» **Stated exercise**: Extract every line of the records that contains the word "track".

» **Position annotation records**:
——

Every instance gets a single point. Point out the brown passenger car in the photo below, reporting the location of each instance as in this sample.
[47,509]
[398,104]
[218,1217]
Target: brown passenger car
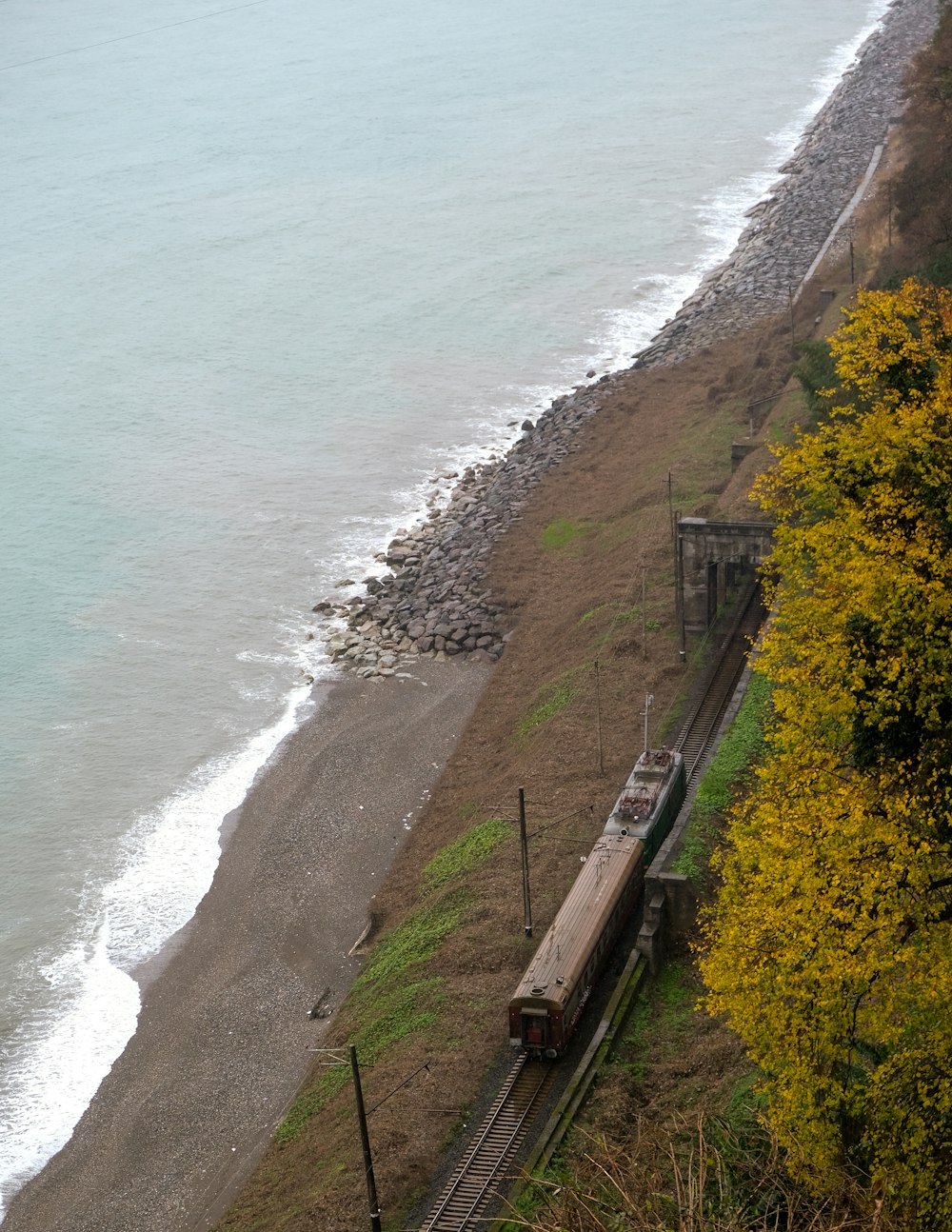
[550,996]
[552,993]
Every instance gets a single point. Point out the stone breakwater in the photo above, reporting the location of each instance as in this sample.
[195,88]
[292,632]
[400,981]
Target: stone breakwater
[436,600]
[789,227]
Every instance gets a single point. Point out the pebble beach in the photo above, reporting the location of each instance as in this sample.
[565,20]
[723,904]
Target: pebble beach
[225,1030]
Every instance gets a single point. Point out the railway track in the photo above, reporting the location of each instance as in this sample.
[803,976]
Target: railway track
[482,1174]
[474,1182]
[704,721]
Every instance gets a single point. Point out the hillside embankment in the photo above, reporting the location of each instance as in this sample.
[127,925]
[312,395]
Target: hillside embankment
[565,549]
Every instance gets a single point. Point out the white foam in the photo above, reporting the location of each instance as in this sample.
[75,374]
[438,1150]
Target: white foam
[61,1056]
[59,1060]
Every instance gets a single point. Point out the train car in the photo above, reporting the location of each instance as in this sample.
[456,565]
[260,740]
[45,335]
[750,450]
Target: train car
[548,1002]
[650,799]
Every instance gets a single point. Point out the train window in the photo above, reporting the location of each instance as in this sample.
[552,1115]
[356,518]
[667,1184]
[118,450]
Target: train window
[535,1030]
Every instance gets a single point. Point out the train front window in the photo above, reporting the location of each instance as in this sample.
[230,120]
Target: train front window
[535,1030]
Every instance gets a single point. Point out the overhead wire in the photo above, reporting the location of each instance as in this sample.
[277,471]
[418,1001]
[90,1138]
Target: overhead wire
[137,33]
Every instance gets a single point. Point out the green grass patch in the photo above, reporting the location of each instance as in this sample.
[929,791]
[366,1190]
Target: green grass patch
[663,1013]
[563,533]
[466,853]
[553,699]
[411,943]
[403,1012]
[737,754]
[591,614]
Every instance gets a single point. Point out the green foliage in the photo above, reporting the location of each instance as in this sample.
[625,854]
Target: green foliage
[383,1023]
[830,946]
[729,769]
[466,853]
[664,1013]
[553,698]
[562,533]
[411,943]
[816,372]
[591,614]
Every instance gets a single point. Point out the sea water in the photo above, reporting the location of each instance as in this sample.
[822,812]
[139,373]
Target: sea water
[268,268]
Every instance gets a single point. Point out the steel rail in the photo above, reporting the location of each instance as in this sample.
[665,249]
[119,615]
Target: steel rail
[468,1190]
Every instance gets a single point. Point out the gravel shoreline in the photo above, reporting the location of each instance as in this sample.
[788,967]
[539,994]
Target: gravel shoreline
[436,600]
[222,1038]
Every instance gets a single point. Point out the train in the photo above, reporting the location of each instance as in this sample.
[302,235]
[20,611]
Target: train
[547,1004]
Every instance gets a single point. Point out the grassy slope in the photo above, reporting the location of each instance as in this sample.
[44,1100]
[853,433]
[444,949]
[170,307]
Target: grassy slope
[449,944]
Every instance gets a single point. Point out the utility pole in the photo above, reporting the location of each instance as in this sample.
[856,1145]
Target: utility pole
[598,717]
[648,704]
[889,214]
[366,1143]
[524,845]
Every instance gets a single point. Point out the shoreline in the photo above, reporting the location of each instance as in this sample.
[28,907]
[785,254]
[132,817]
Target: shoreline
[499,498]
[437,598]
[225,1030]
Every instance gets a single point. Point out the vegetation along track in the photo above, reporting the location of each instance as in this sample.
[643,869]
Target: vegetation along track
[700,730]
[483,1172]
[473,1184]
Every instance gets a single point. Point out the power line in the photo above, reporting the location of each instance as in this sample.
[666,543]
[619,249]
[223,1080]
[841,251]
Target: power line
[138,33]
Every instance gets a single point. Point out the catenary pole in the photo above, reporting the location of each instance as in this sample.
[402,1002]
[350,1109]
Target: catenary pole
[366,1143]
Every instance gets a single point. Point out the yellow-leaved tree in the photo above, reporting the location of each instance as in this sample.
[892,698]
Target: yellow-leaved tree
[830,944]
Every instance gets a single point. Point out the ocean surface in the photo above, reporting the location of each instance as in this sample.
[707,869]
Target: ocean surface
[268,268]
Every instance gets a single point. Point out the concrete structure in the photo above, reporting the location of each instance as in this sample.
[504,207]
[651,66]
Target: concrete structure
[713,561]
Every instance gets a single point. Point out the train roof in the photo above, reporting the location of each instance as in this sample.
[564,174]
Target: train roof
[565,951]
[645,791]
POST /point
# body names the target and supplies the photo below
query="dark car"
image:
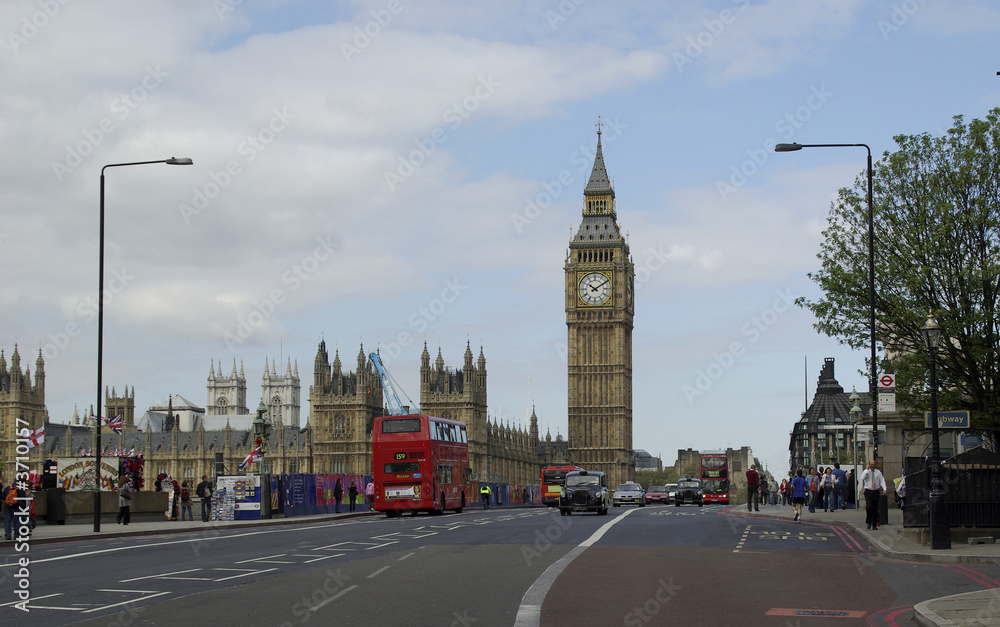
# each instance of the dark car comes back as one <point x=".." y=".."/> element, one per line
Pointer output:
<point x="584" y="491"/>
<point x="671" y="492"/>
<point x="657" y="494"/>
<point x="689" y="493"/>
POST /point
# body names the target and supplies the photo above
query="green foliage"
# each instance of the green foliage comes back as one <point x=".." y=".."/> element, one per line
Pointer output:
<point x="936" y="215"/>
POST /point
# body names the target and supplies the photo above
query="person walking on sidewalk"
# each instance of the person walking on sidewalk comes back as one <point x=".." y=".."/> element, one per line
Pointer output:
<point x="829" y="481"/>
<point x="813" y="496"/>
<point x="204" y="492"/>
<point x="873" y="483"/>
<point x="798" y="489"/>
<point x="838" y="487"/>
<point x="8" y="508"/>
<point x="124" y="501"/>
<point x="186" y="502"/>
<point x="753" y="484"/>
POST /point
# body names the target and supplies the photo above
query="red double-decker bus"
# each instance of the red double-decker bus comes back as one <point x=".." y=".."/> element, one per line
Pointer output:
<point x="421" y="464"/>
<point x="715" y="477"/>
<point x="553" y="478"/>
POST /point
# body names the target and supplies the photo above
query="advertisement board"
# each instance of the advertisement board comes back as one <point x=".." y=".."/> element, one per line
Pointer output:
<point x="236" y="497"/>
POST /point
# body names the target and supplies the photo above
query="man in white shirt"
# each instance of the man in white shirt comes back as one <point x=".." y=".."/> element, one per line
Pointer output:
<point x="873" y="483"/>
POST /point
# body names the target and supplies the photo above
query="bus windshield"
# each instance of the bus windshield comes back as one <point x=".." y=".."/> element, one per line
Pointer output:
<point x="579" y="481"/>
<point x="401" y="425"/>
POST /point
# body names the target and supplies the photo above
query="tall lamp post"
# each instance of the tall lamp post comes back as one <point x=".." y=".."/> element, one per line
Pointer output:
<point x="100" y="335"/>
<point x="940" y="528"/>
<point x="872" y="383"/>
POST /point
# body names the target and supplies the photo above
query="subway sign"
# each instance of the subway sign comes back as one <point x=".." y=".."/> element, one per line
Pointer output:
<point x="948" y="420"/>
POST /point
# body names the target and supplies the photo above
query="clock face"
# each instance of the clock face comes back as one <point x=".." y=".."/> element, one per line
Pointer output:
<point x="595" y="288"/>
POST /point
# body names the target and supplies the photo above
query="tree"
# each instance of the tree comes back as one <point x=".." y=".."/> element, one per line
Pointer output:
<point x="937" y="249"/>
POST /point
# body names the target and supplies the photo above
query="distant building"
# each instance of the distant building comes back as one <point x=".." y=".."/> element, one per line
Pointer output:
<point x="825" y="433"/>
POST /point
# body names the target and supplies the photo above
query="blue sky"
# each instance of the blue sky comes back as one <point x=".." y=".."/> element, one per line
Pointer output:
<point x="364" y="171"/>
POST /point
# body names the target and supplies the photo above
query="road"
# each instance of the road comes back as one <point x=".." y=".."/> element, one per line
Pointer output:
<point x="637" y="566"/>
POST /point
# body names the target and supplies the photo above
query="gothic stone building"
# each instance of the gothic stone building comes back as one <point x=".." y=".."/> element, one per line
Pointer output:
<point x="600" y="287"/>
<point x="599" y="293"/>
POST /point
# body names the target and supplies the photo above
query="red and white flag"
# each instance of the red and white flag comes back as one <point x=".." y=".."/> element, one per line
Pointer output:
<point x="36" y="437"/>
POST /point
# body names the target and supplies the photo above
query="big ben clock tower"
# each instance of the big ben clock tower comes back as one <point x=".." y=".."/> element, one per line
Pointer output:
<point x="600" y="287"/>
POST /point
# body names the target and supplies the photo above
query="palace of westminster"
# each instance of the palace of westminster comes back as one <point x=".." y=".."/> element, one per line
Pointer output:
<point x="182" y="439"/>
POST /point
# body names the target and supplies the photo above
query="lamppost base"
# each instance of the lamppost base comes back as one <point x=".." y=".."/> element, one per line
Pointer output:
<point x="939" y="528"/>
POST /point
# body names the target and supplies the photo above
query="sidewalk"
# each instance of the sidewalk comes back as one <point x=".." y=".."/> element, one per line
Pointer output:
<point x="45" y="533"/>
<point x="978" y="608"/>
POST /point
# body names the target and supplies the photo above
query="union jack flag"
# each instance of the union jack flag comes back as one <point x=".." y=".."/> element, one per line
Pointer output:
<point x="115" y="424"/>
<point x="36" y="437"/>
<point x="255" y="456"/>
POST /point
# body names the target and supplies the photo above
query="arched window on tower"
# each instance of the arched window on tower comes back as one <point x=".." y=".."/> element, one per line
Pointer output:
<point x="275" y="410"/>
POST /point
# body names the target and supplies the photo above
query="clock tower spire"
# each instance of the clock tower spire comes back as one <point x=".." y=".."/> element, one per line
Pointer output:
<point x="600" y="283"/>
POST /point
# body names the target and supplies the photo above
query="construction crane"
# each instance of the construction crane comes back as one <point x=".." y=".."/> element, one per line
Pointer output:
<point x="395" y="406"/>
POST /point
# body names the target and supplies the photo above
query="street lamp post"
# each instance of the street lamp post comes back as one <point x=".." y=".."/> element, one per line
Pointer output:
<point x="940" y="529"/>
<point x="100" y="335"/>
<point x="872" y="383"/>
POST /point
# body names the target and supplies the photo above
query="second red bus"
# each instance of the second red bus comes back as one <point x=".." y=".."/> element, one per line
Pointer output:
<point x="715" y="477"/>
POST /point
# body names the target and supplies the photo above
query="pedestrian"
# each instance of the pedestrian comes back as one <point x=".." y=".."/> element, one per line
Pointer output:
<point x="838" y="487"/>
<point x="204" y="492"/>
<point x="753" y="484"/>
<point x="175" y="501"/>
<point x="352" y="494"/>
<point x="873" y="483"/>
<point x="849" y="489"/>
<point x="900" y="488"/>
<point x="798" y="488"/>
<point x="124" y="501"/>
<point x="829" y="481"/>
<point x="186" y="502"/>
<point x="29" y="493"/>
<point x="813" y="489"/>
<point x="9" y="497"/>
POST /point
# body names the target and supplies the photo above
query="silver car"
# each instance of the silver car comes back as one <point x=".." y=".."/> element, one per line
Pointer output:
<point x="630" y="493"/>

——

» **Result of the task**:
Every instance gets a single point. Point out the railway track in the photo above, reporting the location of each instance as in this sample.
Target: railway track
Every instance gets a single point. Point out the vegetation along track in the photo above, reporting the location of each instance as in this sample.
Target: vegetation along track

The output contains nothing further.